**YOUR GOAL**
Render every one of the records below as a JSON array of strings, one string per line, skipping blank lines and leaving out the pictures.

::::

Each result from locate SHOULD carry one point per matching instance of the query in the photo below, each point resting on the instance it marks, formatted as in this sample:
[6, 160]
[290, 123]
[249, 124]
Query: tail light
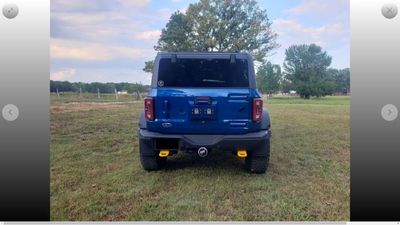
[149, 108]
[257, 109]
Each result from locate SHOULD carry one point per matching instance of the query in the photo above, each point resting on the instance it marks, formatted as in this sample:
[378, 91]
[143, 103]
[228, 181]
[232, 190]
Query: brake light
[149, 108]
[257, 109]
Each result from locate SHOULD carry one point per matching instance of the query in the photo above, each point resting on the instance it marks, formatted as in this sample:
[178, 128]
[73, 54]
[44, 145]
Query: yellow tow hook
[242, 153]
[164, 153]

::::

**WORKED SOLUTION**
[
  "Each result from locate SHOULD carry one point per matching instance of the query in the photo below, each point resting on the instance it marks, formatted as in this sample:",
  "[6, 160]",
  "[290, 123]",
  "[249, 124]",
  "Query: tail light",
  "[149, 108]",
  "[257, 109]",
  "Each result from locate SHOULD carry one point per matching instance of the query in the photo above, each point resting on the instance it marks, formatted as in this sample:",
  "[378, 91]",
  "[143, 103]",
  "[228, 181]",
  "[232, 190]",
  "Query: brake light",
  "[149, 108]",
  "[257, 109]",
  "Each result from locate SHOULD carry one point per matching instance of the query in the photo above, each point resting on the instance it marks, formatted as in this sample:",
  "[178, 128]",
  "[73, 54]",
  "[44, 145]",
  "Query: yellow tow hook",
  "[242, 153]",
  "[164, 153]"
]